## Record excerpts
--- BEGIN ---

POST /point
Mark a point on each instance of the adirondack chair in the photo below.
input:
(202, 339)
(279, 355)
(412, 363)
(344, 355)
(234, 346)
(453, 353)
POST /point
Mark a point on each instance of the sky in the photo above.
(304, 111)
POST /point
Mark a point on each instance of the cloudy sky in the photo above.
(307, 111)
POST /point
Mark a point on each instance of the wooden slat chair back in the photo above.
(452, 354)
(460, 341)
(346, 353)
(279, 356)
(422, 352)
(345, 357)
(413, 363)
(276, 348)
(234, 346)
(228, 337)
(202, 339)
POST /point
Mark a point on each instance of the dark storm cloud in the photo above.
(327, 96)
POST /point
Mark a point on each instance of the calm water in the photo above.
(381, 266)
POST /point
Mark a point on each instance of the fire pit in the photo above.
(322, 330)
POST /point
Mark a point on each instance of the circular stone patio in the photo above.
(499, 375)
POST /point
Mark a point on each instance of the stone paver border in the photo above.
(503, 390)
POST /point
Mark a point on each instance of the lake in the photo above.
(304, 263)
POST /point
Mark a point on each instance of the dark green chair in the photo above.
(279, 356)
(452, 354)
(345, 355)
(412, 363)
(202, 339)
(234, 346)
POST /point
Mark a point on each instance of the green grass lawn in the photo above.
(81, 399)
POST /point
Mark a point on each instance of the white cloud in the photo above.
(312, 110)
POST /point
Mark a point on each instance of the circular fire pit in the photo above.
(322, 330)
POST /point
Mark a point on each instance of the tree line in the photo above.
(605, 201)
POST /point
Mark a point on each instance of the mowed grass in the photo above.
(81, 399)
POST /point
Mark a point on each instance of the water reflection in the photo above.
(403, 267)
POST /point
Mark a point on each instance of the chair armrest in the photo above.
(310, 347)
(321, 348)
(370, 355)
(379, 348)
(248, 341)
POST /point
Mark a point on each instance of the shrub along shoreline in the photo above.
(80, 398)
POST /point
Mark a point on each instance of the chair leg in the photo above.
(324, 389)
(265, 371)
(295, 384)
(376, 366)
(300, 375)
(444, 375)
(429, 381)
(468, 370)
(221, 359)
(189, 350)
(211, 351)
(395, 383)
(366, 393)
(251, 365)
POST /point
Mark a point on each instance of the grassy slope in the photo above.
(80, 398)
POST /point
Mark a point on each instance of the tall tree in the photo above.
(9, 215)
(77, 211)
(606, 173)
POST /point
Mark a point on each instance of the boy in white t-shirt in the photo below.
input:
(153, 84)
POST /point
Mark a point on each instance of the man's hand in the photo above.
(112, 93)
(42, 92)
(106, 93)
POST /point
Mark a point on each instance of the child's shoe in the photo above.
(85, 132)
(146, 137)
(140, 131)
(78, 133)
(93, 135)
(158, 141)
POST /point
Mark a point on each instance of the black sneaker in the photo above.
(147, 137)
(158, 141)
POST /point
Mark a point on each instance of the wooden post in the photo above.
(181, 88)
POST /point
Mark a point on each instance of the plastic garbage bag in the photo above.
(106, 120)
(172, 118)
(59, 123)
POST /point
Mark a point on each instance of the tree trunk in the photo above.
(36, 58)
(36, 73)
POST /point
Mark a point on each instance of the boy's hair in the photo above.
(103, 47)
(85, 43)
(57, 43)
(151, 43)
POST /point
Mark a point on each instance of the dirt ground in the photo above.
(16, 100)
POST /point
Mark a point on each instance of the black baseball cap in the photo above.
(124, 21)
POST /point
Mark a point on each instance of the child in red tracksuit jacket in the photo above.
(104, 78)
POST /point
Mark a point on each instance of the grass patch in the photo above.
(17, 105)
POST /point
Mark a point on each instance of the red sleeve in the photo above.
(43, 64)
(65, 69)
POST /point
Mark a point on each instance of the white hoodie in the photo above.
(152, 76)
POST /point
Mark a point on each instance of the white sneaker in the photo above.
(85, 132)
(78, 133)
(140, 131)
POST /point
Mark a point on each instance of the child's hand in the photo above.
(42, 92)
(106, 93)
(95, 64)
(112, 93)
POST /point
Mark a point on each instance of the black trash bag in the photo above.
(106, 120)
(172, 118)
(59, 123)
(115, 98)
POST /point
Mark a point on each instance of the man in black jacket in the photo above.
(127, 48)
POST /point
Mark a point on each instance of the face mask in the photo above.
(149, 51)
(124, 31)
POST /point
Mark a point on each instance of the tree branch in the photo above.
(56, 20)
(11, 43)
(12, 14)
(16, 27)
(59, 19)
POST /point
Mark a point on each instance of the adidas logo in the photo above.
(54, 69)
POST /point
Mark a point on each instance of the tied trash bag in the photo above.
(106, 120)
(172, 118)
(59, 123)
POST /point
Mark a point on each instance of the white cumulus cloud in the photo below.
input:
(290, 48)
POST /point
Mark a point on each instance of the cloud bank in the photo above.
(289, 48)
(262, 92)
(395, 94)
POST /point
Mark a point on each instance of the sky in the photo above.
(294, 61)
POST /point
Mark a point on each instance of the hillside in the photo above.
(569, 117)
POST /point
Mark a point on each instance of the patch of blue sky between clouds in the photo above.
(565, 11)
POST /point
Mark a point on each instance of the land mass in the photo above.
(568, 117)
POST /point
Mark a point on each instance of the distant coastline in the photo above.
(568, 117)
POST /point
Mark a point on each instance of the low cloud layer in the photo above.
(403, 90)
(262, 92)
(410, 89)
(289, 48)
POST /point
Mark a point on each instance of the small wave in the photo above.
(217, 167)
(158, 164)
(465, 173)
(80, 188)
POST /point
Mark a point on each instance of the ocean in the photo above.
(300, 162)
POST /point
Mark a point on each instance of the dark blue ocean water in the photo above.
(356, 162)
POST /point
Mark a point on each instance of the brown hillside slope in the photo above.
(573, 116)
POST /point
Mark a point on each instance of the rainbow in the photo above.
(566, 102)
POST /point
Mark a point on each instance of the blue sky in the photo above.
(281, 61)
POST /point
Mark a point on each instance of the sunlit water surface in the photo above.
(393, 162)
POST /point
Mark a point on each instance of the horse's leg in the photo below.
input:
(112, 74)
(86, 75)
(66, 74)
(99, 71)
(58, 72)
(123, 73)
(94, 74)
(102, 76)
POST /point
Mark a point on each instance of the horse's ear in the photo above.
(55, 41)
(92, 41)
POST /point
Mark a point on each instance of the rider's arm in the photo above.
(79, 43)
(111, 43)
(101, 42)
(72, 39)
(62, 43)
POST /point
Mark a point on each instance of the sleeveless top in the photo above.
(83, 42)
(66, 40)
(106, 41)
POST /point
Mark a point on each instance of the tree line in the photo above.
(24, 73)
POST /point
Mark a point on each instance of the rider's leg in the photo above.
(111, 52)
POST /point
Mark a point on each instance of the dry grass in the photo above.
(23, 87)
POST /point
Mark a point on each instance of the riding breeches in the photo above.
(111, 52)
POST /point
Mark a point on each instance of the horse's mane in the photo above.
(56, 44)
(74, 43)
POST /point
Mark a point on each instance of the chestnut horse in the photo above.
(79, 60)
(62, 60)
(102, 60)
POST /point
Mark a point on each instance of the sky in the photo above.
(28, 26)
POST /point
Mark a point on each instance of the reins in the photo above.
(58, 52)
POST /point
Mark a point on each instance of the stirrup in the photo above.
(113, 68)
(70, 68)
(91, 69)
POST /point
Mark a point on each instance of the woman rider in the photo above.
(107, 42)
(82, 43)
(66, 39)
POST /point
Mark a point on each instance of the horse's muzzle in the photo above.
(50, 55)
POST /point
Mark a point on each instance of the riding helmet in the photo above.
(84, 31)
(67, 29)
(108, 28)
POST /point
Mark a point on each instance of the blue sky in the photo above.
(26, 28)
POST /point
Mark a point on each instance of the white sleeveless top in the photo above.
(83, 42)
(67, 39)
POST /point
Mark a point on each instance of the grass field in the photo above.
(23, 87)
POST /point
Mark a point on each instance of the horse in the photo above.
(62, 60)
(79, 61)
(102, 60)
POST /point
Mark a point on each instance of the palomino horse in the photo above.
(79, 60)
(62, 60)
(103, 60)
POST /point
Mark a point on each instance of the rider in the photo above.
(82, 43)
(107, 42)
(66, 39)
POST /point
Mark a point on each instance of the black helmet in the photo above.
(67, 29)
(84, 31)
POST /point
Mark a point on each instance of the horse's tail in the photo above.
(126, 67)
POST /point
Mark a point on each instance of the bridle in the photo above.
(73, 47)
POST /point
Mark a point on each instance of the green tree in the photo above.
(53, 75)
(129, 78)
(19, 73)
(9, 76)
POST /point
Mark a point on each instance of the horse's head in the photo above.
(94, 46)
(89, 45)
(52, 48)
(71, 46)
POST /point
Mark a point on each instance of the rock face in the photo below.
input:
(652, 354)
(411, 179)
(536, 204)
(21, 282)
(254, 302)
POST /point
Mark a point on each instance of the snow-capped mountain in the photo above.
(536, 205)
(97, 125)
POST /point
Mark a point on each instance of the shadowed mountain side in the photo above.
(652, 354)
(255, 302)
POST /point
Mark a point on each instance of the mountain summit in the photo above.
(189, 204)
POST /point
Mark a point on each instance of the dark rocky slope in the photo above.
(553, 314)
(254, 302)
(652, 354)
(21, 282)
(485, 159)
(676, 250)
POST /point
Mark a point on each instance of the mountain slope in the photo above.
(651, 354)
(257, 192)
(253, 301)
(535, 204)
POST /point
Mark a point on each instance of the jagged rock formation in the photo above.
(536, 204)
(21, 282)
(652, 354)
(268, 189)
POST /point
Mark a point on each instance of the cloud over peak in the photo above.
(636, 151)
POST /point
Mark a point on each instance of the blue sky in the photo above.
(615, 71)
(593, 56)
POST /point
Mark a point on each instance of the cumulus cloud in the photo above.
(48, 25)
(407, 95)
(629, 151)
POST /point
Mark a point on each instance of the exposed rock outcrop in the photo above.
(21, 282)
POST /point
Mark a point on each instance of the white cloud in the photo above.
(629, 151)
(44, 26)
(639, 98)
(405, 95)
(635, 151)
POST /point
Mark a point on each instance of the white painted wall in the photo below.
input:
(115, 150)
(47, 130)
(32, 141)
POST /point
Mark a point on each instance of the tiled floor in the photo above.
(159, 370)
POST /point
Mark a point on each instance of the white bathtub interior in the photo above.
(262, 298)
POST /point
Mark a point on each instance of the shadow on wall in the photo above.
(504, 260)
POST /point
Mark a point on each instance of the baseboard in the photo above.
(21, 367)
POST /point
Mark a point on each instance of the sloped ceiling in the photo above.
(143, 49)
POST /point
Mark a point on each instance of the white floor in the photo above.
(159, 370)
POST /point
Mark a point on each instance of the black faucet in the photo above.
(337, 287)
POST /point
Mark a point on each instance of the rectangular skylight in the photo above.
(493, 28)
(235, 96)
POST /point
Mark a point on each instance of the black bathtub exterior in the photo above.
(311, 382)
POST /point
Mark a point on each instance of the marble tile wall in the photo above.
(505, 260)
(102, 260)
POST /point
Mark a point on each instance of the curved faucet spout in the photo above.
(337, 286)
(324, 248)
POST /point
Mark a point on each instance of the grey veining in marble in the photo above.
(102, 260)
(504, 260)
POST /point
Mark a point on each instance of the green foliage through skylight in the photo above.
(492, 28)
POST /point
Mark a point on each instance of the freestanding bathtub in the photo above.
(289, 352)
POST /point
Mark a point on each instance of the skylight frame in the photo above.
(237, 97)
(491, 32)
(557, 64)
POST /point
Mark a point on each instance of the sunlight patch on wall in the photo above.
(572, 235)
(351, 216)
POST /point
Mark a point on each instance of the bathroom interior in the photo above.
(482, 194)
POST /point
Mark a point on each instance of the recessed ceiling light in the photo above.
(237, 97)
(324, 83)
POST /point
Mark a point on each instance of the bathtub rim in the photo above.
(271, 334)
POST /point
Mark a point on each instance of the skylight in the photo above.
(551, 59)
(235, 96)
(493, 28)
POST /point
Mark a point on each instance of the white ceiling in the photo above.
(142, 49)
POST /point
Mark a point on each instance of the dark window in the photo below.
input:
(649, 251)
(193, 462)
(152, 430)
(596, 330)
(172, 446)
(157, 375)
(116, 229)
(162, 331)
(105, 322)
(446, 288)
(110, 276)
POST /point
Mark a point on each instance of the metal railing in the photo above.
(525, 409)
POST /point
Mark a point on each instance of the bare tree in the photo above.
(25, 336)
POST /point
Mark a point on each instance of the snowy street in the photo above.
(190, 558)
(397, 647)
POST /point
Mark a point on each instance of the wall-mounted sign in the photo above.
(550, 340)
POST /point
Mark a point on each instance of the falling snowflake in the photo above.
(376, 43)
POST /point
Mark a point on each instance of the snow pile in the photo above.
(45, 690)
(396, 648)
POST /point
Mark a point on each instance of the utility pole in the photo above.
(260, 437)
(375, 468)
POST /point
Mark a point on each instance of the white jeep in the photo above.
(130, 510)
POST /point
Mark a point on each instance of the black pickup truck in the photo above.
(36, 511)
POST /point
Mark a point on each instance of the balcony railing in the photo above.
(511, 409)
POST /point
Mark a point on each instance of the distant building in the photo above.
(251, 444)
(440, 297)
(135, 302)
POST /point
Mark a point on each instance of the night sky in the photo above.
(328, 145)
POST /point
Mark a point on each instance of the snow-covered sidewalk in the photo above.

--- END ---

## Direction
Pull out every line of the rows above that contains the string "riding".

## The solution
Mark a point on each instance of the riding breeches in the photo above.
Mark a point on each instance of the riding helmet in the photo above.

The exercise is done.